##### GIVEN DATA
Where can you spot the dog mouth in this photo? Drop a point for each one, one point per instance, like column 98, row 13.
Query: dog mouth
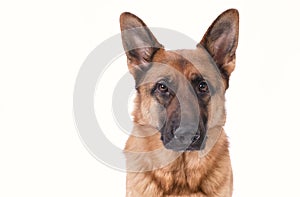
column 182, row 141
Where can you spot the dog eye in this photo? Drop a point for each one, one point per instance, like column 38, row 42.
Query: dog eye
column 162, row 87
column 203, row 87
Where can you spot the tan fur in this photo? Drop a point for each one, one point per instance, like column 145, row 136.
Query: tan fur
column 153, row 170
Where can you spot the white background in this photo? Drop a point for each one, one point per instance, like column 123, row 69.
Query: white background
column 43, row 44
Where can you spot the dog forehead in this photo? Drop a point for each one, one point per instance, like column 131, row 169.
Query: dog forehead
column 187, row 62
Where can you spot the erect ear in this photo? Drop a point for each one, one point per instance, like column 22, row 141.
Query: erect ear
column 139, row 43
column 221, row 40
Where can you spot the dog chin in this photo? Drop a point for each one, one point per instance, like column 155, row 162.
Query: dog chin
column 186, row 148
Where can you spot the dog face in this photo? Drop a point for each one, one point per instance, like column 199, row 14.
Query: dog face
column 181, row 93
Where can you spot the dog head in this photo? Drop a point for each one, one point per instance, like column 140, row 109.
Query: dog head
column 181, row 92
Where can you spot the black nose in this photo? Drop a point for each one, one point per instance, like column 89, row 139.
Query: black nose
column 186, row 139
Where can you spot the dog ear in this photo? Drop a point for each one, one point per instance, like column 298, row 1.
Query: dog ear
column 139, row 43
column 221, row 40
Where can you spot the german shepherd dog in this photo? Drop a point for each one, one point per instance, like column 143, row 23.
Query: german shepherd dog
column 178, row 146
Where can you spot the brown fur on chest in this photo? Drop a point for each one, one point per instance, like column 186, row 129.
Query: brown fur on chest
column 189, row 174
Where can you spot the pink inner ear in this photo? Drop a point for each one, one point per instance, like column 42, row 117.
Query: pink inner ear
column 220, row 47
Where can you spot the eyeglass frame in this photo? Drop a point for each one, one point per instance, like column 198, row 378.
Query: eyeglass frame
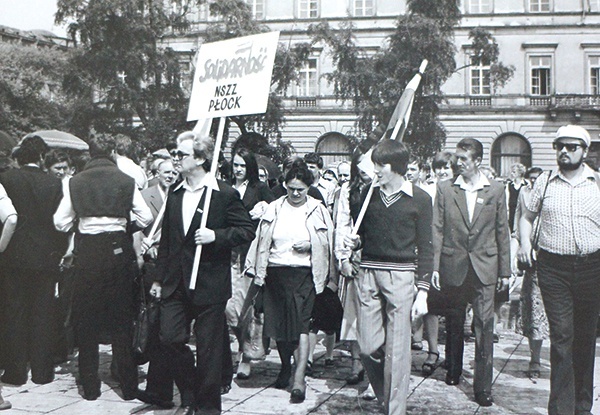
column 178, row 155
column 571, row 147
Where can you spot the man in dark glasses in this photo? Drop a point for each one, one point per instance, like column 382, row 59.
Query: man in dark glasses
column 567, row 203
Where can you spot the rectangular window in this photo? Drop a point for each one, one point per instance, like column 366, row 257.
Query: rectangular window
column 479, row 6
column 257, row 7
column 363, row 8
column 595, row 75
column 308, row 82
column 308, row 9
column 539, row 6
column 480, row 77
column 541, row 69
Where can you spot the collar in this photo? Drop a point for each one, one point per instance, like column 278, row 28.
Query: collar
column 588, row 173
column 406, row 188
column 208, row 181
column 481, row 182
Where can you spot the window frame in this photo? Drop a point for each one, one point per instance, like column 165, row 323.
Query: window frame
column 469, row 6
column 480, row 68
column 539, row 66
column 307, row 3
column 539, row 6
column 306, row 70
column 363, row 8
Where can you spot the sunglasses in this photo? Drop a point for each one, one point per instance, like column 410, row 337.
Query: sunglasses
column 178, row 155
column 571, row 148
##########
> _SET PROBLEM_
Rewrite all the records above, swapping every "photo" for "image" and keeping everything else the same. Leave the pictures out.

> _EXERCISE RESULT_
Where can you spot the dog mouth in this image? Drop a point for each one, one point per instance, like column 98, row 13.
Query: dog mouth
column 182, row 141
Where can you spot the dog eye in this image? Drop a point for each one, one point per instance, like column 38, row 42.
Query: dog eye
column 162, row 87
column 203, row 87
Where can you spot the tan fur in this image? Drop a point for each one, one point per instance, like column 145, row 136.
Query: tan fur
column 153, row 170
Where can you spot the white background in this image? Drop a point for each one, one point per instance, like column 123, row 69.
Query: white background
column 43, row 44
Where can you spot the dog forehead in this image? Drop a point for each one, one point per instance, like column 131, row 169.
Query: dog forehead
column 187, row 62
Where can you spot the erect ear in this image? Drop a point for each one, one point per instance, like column 22, row 141.
Query: erect ear
column 139, row 43
column 221, row 40
Where can you spot the dog chin in this image? Drop a point for each one, one point per instance, like column 155, row 162.
Query: dog chin
column 186, row 148
Where can you spot the dog face in this image? Drop a point for each one, one point per instance, like column 199, row 14.
Query: dog face
column 181, row 93
Where can you spot the dog head in this image? Drop a point for each one, one point per instance, like column 140, row 109.
Query: dog head
column 181, row 92
Where can you spot the black nose in this image? Drop a point for each one, one point per instance, like column 89, row 139.
Query: black nose
column 186, row 139
Where can you spot the dog ear in this image? Drop a point for each one, one point per instance, like column 298, row 1.
Query: dog ear
column 139, row 43
column 221, row 40
Where can you spot the german shepherd dog in this image? Drop a point for each one, one point per instance, like column 143, row 23.
Query: german shepherd dog
column 178, row 146
Where can you spot the brown fur on chest in this image? Drop a point for each one, one point per instance, like column 186, row 129.
Query: brown fur on chest
column 189, row 174
Where can you spot the pink inner ear in this image? Drop a point for each one, one point per instance, like column 42, row 117.
Query: pink inner ear
column 220, row 47
Where can you spot the eyeglass frame in this image? Drop a point for each one, one point per instance, like column 198, row 378.
Query: eyeglass frame
column 178, row 155
column 571, row 147
Where can you spot the man in dark glasses in this image? Drop a point for each one, one point per instance, like column 382, row 59.
Query: man in dark glasses
column 567, row 203
Where can you spot the rectangular window in this image? Drop a point for each one, one point per instance, like column 366, row 257.
Query: rectangular window
column 479, row 6
column 257, row 7
column 363, row 8
column 595, row 75
column 308, row 82
column 308, row 9
column 539, row 6
column 480, row 77
column 541, row 69
Where can you spot the collar in this image? Drop a point for each one, one point per instance, like column 278, row 28.
Query: collar
column 588, row 173
column 406, row 188
column 208, row 181
column 481, row 182
Where can you spot the window frame in this image? Drop a point for each one, one point per instance, like column 165, row 323.
Query: window frame
column 469, row 6
column 480, row 68
column 539, row 66
column 307, row 3
column 539, row 6
column 306, row 70
column 363, row 8
Where can you spot the sunglasses in this image? Drop a point for each one, one point per instance, like column 410, row 337.
Query: sunglasses
column 178, row 155
column 571, row 148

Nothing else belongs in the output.